[Text for analysis]
The five-member board on Monday declined to assert jurisdiction in the case and did not decide if the players were employees under the National Labor Relations Act, saying that doing so for a single institution “would not promote stability in labor relations,” according to the 19-page ruling.

The decision overturns a landmark March 2014 ruling by a NLRB regional director in Chicago that scholarship football players at Evanston, Illinois-based Northwestern were indeed employees of the university and could decide whether to unionize.

Though the NLRB emphasized in a statement Monday that the decision applies only to the Northwestern players in the case and “does not preclude reconsideration of this issue in the future,” there is no potential for an appeal, and legal experts don't anticipate further action.

“This is really now a dead issue,” said James Sconzo, a shareholder at law firm Carlton Fields Jorden Burt in Hartford, Connecticut, adding that the decision wasn't surprising.

“Theoretically, public university students could try to make a similar argument at various state levels,” Mr. Sconzo said, “but I don't see that gaining any traction, so I think we've seen the end of this argument.”

“I think they made it fairly clear that they are unlikely to come to a different conclusion with a one-off case involving a private college or university,” said Brad Livingston, Chicago-based partner with Seyfarth Shaw L.L.P.

Mr. Livingston said it's “conceivable” that multiple private schools could band together to file a petition, but then there's the question of how they would claim commonality and if they could be seen as having a single employer.

“The NLRB was very clear to leave the door open, but I don't see anything in the near term that would change the result,” he said.

Had the NLRB granted Northwestern's scholarship players the right to bargain collectively as a union, the implications for employee benefits and workers compensation would have been significant.

The players “would have been entitled to the full panoply of employee benefits that were provided to similar employees at the university,” Mr. Sconzo said. That could include the retirement plan, health plan, disability plan, unemployment benefits and workers comp, he said.

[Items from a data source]
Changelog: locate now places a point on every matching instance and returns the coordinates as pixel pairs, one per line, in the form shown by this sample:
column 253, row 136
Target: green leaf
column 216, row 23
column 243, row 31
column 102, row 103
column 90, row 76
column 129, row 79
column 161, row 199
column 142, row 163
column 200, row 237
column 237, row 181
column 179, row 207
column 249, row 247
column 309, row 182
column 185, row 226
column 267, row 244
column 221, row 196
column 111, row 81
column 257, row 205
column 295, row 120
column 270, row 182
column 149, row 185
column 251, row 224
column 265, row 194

[Questions]
#1 Answer these questions using the article on the Northwestern football ruling, one line each:
(a) How many pages long was the board's ruling?
(b) In what month and year did the regional director issue the ruling that this decision overturns?
(c) With which law firm is Brad Livingston a partner?
#2 Carry the article on the Northwestern football ruling forward, starting after its final sentence.

[Outputs by task]
#1
(a) 19 pages
(b) March 2014
(c) Seyfarth Shaw L.L.P.

#2
The case began in January 2014, when 85 Northwestern grant-in-aid scholarship football players filed a petition seeking the right to form a union. Northwestern University protested, arguing that the players are temporary employees who are not eligible for collective bargaining.

And in March 2014, NLRB Regional Director Peter Sung Ohr ruled the scholarship players were employees and could vote to unionize. The ruling directed the players to hold a secret ballot election to determine whether they would be represented under the College Athletes Players Association.

Those ballots, which were impounded pending Monday's ruling, will not be counted and will be destroyed, according to an NLRB spokeswoman.

In a statement Monday, Ramogi Huma, president of the College Athletes Players Association, said the decision is “not a loss, but it is a loss of time. It delays players securing the leverage they need to protect themselves from traumatic brain injury, sports-related medical expenses, and other gaps in protections.”

Meanwhile the National Collegiate Athletic Association called the decision “appropriate” in a separate statement released Monday.

“This ruling allows us to continue to make progress for the college athlete without risking the instability to college sports that the NLRB recognized might occur under the labor petition,” the NCAA said.

In another statement, Northwestern said Monday it applauds the players for bringing attention to various issues, but “unionization and collective bargaining are not the appropriate methods to address the concerns.”